*Текст интервью*.
■ ■ ■ ■ ■

Политика
Виталий Цыганков, «Свободные новости плюс», фото photo.bymedia.net

«Никто не мог тогда предугадать, что Лукашенко так любит власть»

Политик Анатолий Лебедько рассказал, где устроил маленькую «революцию», когда белорусам не хватило «плохого парня» и что ему предлагал Лукашенко.

«В первом же туре я получил 74 процента»

-- Давайте вспомним, как начиналась ваша карьера. Вы вошли в политику в 1990 году, когда стали депутатом Верховного Совета. В моей рубрике многие, самые известные люди Беларуси, бывшие первые лица страны признавались, что попали в политику достаточно случайно. Как это было у вас?

-- После окончания института я по распределению попал в Ошмяны, где жила семья моей жены. Там я работал заместителем директора школы-интерната.

Когда начались выборы, ко мне пришла группа молодых людей и сказали, что у них есть желание устроить маленькую местную «революцию». И мы создали группу, человек сто, которая начала целенаправленно готовиться к выборам. Я тогда никак не был связан с комсомолом, но меня неожиданно поддержал местный райком комсомола.

Сначала у властей на меня не было никакой аллергии. Первый секретарь райкома партии, который был главным претендентом, когда вручали кандидатские удостоверения, снисходительно похлопал меня по плечу — дерзай, мол, молодежь.

-- То есть не видели в вас серьезного конкурента?

-- Абсолютно. Потому что по округу, кроме меня и главы района, выдвигался также начальник местной милиции и один из братьев Гирутей, Иван, председатель передового колхоза «Маяк». Его старший брат, напомню, был заместителем председателя Гродненского облисполкома.

■ ■ ■ ■ ■

*Приложенный материал*.
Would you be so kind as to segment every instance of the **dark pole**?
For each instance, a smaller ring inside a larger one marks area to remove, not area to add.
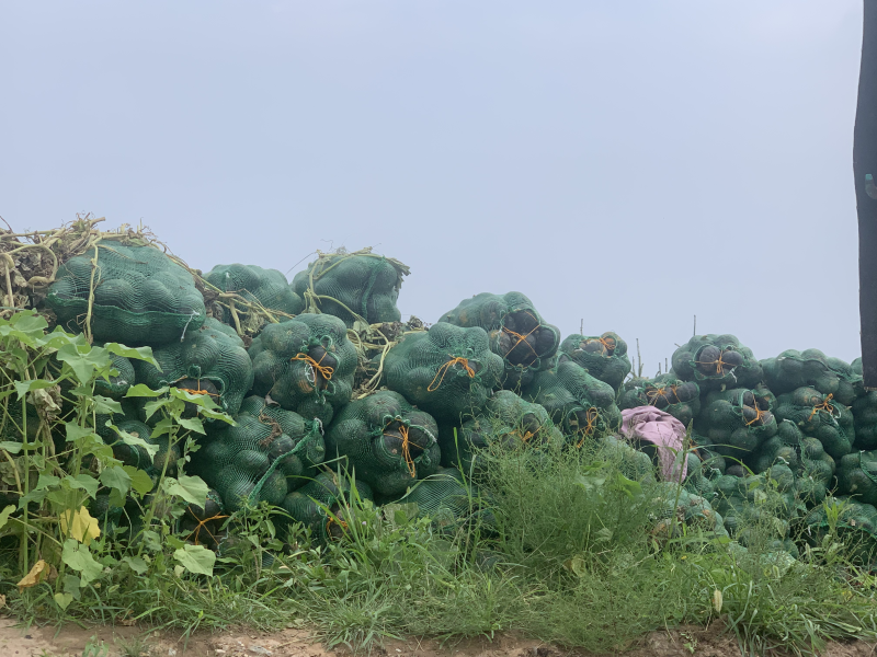
[[[864,0],[862,68],[853,139],[858,208],[858,310],[866,388],[877,388],[877,0]]]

■ ■ ■ ■ ■

*Задание*.
Ответьте на вопросы по интервью с Анатолием Лебедько.
1. Сколько процентов Лебедько получил в первом туре?
2. В каком городе он работал заместителем директора школы-интерната?
3. Как назывался колхоз, председателем которого был Иван Гирутей?
Приложенный материал для работы не понадобится.

*Ответ*.
1. 74 процента.
2. В Ошмянах.
3. «Маяк».